* START EXCERPTED TEXT *

This recent comment of yours seems more relevant as far as worldview differences go, i.e. 'if you expect discontinuous takeoff, then transparency is unlikely to do what you want'. (some slightly more vague "what counts as a clever argument" disagreement might be relevant too, although I'm not sure I can state my worry crisply, nor really confident my worry is cogent)

I don't have a strong position on the continuous/hard-takeoff debate and have updated a bit over the past year both on continuous-takeoff's plausibility as well as the value in shifting the AI field towards having clearer models of what they're building, generally. But insofar as I'm suspicious of this, it's mostly because I still put moderate probability on "some understanding here may be more dangerous than no understanding, precisely because it's enough to accomplish some things without accomplishing everything that you needed to."

some understanding here may be more dangerous than no understanding, precisely because it's enough to accomplish some things without accomplishing everything that you needed to.

Fwiw, under the worldview I'm outlining, this sounds like a "clever argument" to me, that I would expect on priors to be less likely to be true, regardless of my position on takeoff. (Takeoff does matter, in that I expect that this worldview is not very accurate/good if there's discontinuous takeoff, but imputing the worldview I don't think takeoff matters.)

I often think of this as penalizing nth-order effects in proportion to some quickly-growing function of n. (Warning: I'm using the phrase "nth-order effects" in a non-standard, non-technical way.)

Under the worldview I mentioned, the first-order effect of better understanding of AI systems, is that you are more likely to build AI systems that are useful and do what you want.

The second-order effect is "maybe there's a regime where you can build capable-but-not-safe things; if we're currently below that, it's bad to go up into that regime". This requires a more complicated model of the world (given this worldview) and more assumptions of where we are.

(Also, now that I've written this out, the model also predicts there's no chance of solving alignment, because we'll first reach the capable-but-not-safe things, and die. Probably the best thing to do on this model is to race ahead on understanding as fast as possible, and hope we leapfrog directly to the capable-and-safe regime? Or you work on understanding AI in secret, and only release once you know how to do capable-and-safe, so that no one has the chance to work on capable-but-not-safe? You can see why this argument feels a bit off under the worldview I outlined.)

I was going to write a comment here, but it got a bit long so I made a post instead.

* END EXCERPTED TEXT *
* START RECORDED INFORMATION *

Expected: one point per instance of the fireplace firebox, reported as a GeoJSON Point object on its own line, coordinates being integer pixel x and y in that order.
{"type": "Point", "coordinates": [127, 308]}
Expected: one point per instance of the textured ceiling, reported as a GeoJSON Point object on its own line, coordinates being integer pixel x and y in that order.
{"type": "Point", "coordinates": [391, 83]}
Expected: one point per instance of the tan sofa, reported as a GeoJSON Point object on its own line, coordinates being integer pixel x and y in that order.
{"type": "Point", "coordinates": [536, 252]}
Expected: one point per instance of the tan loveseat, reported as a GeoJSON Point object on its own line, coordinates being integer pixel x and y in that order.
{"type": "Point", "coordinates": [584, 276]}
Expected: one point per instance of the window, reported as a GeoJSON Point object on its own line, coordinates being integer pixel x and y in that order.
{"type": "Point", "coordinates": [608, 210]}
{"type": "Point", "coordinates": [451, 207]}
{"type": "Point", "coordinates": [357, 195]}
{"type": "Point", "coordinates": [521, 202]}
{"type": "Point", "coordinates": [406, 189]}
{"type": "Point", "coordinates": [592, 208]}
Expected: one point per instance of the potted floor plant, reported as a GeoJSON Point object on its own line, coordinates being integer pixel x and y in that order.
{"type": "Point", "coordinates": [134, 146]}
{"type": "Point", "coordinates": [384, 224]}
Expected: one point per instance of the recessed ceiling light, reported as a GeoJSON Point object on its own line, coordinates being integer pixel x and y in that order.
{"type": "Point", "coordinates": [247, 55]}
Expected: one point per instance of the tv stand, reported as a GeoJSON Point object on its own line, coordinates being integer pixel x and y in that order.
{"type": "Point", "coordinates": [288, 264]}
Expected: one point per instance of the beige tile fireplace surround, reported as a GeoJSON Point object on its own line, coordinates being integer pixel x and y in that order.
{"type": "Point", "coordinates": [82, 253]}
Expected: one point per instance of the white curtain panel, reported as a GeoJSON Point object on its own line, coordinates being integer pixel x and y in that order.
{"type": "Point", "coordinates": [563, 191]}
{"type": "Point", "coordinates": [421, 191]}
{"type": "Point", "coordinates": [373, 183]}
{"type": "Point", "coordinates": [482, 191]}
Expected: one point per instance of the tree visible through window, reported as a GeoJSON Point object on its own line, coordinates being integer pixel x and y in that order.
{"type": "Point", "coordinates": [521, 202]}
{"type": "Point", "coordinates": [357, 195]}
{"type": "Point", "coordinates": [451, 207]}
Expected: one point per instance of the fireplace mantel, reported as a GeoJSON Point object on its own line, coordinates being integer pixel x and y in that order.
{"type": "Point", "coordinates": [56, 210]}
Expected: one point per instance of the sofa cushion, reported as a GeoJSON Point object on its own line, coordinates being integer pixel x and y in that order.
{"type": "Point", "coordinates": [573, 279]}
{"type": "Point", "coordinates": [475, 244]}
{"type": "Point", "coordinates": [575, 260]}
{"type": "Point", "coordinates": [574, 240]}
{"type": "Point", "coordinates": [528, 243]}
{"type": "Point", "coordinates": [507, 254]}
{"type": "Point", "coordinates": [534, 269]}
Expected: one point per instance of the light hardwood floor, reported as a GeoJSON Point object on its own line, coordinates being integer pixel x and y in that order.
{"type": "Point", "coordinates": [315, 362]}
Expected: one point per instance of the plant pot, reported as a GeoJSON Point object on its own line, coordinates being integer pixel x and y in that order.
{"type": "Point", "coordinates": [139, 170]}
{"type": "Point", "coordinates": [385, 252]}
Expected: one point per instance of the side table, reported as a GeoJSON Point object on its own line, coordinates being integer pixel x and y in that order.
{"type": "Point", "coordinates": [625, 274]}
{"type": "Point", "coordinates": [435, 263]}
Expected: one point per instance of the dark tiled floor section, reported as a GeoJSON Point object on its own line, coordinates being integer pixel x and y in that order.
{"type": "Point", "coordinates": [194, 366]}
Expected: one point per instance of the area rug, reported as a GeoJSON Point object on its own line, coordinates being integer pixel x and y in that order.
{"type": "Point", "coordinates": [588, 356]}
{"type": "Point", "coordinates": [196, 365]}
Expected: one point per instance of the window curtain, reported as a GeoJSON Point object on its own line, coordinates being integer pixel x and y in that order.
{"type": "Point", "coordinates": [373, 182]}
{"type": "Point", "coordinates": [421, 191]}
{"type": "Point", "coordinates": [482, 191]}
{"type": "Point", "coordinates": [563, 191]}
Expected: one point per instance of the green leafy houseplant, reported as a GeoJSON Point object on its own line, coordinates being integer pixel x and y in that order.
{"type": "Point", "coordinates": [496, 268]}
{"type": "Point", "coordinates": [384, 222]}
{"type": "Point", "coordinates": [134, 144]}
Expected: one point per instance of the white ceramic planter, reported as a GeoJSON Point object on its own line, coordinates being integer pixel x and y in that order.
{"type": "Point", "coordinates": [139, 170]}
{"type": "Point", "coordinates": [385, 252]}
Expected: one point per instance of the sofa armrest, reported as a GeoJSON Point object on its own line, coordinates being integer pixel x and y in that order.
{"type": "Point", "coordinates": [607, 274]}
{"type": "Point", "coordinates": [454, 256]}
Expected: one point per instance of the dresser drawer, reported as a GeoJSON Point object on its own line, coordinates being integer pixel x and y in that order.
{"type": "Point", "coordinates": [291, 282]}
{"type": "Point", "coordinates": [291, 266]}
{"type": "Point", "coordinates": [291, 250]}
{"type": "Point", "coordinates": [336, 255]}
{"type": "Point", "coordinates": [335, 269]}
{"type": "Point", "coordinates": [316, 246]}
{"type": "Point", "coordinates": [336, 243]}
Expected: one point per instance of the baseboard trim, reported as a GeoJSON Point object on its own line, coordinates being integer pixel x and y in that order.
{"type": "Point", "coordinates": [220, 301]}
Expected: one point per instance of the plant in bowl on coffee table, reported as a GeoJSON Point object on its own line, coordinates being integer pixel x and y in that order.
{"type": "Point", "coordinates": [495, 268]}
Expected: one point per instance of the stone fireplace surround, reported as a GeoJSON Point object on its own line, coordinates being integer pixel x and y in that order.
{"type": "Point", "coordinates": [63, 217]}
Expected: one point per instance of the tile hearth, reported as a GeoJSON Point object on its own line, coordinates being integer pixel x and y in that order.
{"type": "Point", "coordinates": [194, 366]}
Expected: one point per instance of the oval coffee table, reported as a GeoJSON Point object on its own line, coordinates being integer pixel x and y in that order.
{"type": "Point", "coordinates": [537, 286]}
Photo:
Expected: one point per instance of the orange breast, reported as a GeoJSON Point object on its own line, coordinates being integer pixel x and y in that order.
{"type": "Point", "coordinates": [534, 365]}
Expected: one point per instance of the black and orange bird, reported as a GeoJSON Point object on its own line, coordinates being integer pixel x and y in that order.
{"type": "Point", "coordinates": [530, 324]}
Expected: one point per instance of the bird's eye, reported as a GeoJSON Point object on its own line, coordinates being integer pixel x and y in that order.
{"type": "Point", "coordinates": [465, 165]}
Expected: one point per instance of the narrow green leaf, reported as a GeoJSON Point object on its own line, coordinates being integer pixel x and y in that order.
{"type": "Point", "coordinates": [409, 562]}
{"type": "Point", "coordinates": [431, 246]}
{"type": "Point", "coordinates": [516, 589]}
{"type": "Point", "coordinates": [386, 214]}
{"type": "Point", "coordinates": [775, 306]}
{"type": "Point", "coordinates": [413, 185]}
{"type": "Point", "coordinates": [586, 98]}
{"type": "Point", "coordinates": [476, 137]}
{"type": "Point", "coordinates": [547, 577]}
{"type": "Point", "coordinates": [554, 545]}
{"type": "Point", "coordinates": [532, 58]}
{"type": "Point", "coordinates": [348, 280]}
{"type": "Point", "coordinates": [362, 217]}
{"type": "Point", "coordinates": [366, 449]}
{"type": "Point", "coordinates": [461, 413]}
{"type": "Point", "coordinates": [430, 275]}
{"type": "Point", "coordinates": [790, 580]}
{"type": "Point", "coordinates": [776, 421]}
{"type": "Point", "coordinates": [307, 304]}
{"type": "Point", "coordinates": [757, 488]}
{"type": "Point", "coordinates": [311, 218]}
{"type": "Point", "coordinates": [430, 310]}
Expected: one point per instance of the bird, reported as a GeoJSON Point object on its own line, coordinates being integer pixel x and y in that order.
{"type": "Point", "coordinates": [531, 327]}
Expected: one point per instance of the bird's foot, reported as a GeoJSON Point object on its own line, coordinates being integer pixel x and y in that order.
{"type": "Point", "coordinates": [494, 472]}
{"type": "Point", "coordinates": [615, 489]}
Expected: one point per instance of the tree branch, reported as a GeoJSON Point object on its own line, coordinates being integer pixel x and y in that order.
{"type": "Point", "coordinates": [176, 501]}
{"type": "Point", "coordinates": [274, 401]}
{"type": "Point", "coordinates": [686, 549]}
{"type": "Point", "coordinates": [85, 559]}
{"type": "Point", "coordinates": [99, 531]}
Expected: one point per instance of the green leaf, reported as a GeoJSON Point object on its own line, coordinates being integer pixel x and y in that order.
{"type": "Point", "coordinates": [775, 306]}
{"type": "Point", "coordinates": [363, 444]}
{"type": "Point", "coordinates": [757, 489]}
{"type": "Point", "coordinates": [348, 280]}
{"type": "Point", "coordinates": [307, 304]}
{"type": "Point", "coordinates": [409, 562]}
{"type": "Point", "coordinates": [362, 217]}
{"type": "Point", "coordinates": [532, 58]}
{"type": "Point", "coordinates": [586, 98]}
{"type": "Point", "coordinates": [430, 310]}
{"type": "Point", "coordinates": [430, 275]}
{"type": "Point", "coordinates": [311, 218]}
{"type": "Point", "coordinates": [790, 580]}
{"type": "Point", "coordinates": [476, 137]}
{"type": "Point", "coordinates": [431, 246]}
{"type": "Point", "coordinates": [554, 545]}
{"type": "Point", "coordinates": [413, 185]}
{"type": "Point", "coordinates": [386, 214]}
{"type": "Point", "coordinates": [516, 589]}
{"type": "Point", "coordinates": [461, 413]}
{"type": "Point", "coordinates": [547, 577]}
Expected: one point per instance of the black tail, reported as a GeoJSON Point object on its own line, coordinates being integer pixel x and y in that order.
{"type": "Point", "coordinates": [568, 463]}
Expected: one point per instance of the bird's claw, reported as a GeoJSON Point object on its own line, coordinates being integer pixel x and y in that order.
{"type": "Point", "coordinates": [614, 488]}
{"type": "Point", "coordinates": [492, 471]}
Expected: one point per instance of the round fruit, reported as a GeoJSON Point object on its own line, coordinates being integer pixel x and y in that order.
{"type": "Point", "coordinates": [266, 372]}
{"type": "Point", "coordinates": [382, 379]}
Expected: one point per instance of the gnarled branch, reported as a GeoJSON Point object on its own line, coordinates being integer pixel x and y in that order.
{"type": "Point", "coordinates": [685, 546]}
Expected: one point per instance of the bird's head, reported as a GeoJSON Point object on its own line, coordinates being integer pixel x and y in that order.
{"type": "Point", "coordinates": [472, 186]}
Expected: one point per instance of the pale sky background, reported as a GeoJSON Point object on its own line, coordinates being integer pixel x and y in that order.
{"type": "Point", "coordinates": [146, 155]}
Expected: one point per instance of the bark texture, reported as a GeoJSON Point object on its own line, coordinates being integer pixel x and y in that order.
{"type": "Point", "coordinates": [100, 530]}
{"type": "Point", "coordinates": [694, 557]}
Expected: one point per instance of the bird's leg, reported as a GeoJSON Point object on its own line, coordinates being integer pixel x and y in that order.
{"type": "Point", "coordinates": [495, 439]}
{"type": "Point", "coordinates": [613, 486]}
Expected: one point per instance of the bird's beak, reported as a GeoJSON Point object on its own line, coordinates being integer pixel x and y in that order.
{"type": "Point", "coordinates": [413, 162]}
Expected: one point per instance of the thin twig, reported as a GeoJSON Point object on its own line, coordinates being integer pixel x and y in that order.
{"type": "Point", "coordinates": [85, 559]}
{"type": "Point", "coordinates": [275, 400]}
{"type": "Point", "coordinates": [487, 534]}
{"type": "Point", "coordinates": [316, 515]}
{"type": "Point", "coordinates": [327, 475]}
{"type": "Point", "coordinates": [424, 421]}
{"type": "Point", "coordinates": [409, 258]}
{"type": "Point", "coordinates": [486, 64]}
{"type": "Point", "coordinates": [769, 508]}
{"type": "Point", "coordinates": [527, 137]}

* END RECORDED INFORMATION *

• [TASK BRIEF]
In the excerpted text, what does the writer name as the first-order effect of better understanding of AI systems?

• [FINAL ANSWER]
You are more likely to build AI systems that are useful and do what you want.